INFORMATION GIVEN >>
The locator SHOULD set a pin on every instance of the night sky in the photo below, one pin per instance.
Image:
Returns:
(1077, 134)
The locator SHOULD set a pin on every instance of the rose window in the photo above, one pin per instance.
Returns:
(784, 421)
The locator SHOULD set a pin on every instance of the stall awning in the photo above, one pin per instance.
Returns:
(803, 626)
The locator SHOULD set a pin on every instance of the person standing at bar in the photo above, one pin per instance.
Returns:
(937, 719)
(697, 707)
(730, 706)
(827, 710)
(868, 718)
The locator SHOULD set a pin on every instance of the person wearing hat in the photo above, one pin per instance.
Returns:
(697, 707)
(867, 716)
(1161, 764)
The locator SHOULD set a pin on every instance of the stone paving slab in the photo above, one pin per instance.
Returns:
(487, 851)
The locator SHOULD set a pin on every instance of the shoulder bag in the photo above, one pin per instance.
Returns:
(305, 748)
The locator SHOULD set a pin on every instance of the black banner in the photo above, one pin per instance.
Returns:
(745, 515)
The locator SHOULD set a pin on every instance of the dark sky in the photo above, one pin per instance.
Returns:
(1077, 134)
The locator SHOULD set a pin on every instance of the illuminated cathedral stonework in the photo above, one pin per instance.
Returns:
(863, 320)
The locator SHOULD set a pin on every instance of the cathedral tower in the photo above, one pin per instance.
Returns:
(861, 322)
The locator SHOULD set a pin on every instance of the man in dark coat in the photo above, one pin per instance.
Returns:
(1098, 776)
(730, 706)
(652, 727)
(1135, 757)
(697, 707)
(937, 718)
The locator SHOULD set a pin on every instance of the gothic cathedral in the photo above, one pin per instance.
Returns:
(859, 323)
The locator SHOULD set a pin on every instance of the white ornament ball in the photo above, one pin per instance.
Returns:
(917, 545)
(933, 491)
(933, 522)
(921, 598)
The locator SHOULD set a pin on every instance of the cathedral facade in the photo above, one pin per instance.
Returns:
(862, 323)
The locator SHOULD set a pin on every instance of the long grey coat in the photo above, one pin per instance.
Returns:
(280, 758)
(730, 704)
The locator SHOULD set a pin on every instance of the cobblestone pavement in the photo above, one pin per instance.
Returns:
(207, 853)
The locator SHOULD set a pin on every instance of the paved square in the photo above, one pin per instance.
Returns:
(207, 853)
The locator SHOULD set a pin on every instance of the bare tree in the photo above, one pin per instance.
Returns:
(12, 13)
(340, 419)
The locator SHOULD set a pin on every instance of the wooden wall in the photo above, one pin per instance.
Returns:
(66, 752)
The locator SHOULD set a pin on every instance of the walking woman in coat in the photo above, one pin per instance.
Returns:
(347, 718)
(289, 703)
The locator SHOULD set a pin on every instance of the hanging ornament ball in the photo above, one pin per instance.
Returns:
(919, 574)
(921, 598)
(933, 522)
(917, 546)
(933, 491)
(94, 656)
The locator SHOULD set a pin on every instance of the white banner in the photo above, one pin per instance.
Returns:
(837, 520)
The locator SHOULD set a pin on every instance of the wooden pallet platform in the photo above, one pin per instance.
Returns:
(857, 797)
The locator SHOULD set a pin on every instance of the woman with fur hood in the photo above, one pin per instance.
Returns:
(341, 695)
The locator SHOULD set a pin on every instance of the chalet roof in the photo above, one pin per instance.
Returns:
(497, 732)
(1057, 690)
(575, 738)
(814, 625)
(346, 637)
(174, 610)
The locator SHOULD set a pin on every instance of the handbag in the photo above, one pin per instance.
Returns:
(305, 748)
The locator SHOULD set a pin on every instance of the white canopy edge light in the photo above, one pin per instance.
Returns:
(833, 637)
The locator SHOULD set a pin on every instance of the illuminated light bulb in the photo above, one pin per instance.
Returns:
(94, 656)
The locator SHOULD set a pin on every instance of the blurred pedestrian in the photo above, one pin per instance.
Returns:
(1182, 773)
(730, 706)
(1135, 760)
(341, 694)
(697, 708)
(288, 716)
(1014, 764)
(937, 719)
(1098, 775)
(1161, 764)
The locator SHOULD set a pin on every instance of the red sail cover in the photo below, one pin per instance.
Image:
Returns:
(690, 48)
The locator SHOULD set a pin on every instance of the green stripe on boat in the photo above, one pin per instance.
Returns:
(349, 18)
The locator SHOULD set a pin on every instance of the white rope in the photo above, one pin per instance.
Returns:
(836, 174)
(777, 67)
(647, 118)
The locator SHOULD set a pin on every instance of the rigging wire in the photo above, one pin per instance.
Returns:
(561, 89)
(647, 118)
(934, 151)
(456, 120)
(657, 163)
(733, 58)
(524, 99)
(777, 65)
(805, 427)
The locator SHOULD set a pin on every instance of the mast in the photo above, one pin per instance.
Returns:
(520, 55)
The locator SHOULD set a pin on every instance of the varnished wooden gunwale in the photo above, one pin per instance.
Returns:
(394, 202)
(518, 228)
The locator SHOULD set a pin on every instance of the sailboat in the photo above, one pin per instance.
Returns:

WHAT TO DO >>
Copy down the whole of the data above, matching it exactly.

ANSWER TO THE TASK >>
The locator SHOULD set a pin on every instance of the night sky in the photo below, one pin per instance.
Image:
Returns:
(1077, 134)
The locator SHOULD set a pin on every instance of the rose window in the photo above, one pin per instance.
Returns:
(784, 421)
The locator SHOULD set a pin on every instance of the stall awning in the photo above, one pin per instance.
Returns:
(803, 626)
The locator SHOULD set a pin on every instance of the person standing at bar in the photo above, one pin per instance.
Returns:
(937, 719)
(697, 707)
(730, 706)
(827, 710)
(868, 718)
The locator SHOULD set a pin on every instance of the person wearing hat in the photo above, one pin per instance.
Returns:
(697, 707)
(867, 716)
(1161, 764)
The locator SHOULD set a pin on every instance of the stone paving slab in the photo above, one pin per instance.
Returns:
(487, 851)
The locator SHOULD set a pin on every instance of the shoulder bag in the photo above, one pin per instance.
Returns:
(305, 748)
The locator SHOULD set a pin on every instance of the black banner in the photo above, one pin per instance.
Returns:
(745, 515)
The locator SHOULD set a pin on every instance of the dark sky in the photo above, one pin per instance.
Returns:
(1077, 134)
The locator SHOULD set a pin on every instance of the illuminated cathedral stonework in the photo above, one pin per instance.
Returns:
(863, 320)
The locator SHOULD set a pin on every instance of the cathedral tower in the photo above, one pin per instance.
Returns:
(861, 322)
The locator SHOULD set a pin on every instance of the man in dark coat in the photo above, one pin per instance.
Returns:
(1098, 776)
(730, 706)
(652, 727)
(1135, 757)
(697, 707)
(937, 718)
The locator SHOULD set a pin on every instance of the gothic cathedral in the photo above, one pin per instance.
Returns:
(859, 323)
The locator SHOULD set a pin on every instance of the white ornament ball in the photo above, one pin per instance.
Returns:
(917, 545)
(933, 491)
(933, 522)
(921, 598)
The locator SHOULD set a pin on every instance of the cathedral facade in the photo above, one pin per instance.
Returns:
(862, 323)
The locator SHOULD set a pin on every instance of the long grey coat in the photo above, one pin per instance.
Returns:
(280, 758)
(730, 704)
The locator SHOULD set a pin on every instance of the cobblestone pavement in the photo above, one pin per instance.
Returns:
(207, 853)
The locator SHOULD set a pin on every instance of the paved square in the photo above, one pin per instance.
Returns:
(207, 853)
The locator SHOULD set a pin on every instance of the bare tree in the photo above, one pin per instance.
Returns:
(12, 13)
(340, 419)
The locator SHOULD set a pin on every instance of the wooden wall in the photo above, one pin per instance.
Returns:
(66, 752)
The locator SHOULD set a pin on every instance of the walking woman in coat in the photo above, one pin per instance.
Returns:
(347, 718)
(289, 703)
The locator SHOULD set a pin on every instance of the hanging ornament ball in the photo above, one pin per instance.
Returns:
(919, 574)
(921, 598)
(933, 522)
(917, 546)
(933, 491)
(94, 656)
The locator SHOULD set a pin on every instance of the white banner in the photo above, one pin per instance.
Returns:
(837, 520)
The locator SHOULD set a pin on every instance of the wooden pallet platform in the photo above, one pin per instance.
Returns:
(857, 797)
The locator SHOULD set a pin on every instance of the woman with fur hood in the photo above, one pin per instance.
Returns:
(341, 695)
The locator SHOULD set a pin on every instance of the chalet roof in the photo above, one pin per instance.
Returns:
(497, 732)
(1057, 690)
(575, 738)
(814, 625)
(346, 637)
(174, 610)
The locator SHOULD set a pin on every instance of the handbag in the photo above, one pin per instance.
Returns:
(305, 748)
The locator SHOULD set a pin on every instance of the white canopy edge light in the photo above, one pin per instance.
Returns:
(833, 637)
The locator SHOULD set a pin on every instance of the illuminated light bulb in the photo above, one pin per instance.
Returns:
(94, 656)
The locator SHOULD set a pin on every instance of the blurred pedestrian in the photo above, one pin per instance.
Returns:
(1182, 773)
(730, 706)
(1135, 760)
(341, 694)
(697, 708)
(288, 716)
(1014, 764)
(937, 719)
(1098, 775)
(1161, 764)
The locator SHOULD set a pin on every instance of the red sail cover in the photo below, one pin per instance.
Image:
Returns:
(690, 48)
The locator SHOULD set a pin on every instance of the green stripe on boat in the photo above, one pin per instance.
Returns:
(349, 18)
The locator SHOULD set a pin on every instance of the white rope in the photo above, one pin per instance.
Returns:
(836, 174)
(777, 67)
(647, 118)
The locator SHOULD set a pin on every instance of the rigging wire in the photo above, one pin per instance.
Returns:
(561, 89)
(647, 118)
(934, 151)
(456, 120)
(657, 163)
(733, 58)
(524, 99)
(777, 65)
(805, 427)
The locator SHOULD set a pin on every instance of the mast in the photo above, one pin per instance.
Returns:
(520, 55)
The locator SHOULD set a pin on every instance of the varnished wooden gunwale in the photo above, one pin per instance.
Returns:
(394, 202)
(518, 228)
The locator SHOULD set a pin on every instance of the sailboat in the photo above, one pin per instance.
Returns:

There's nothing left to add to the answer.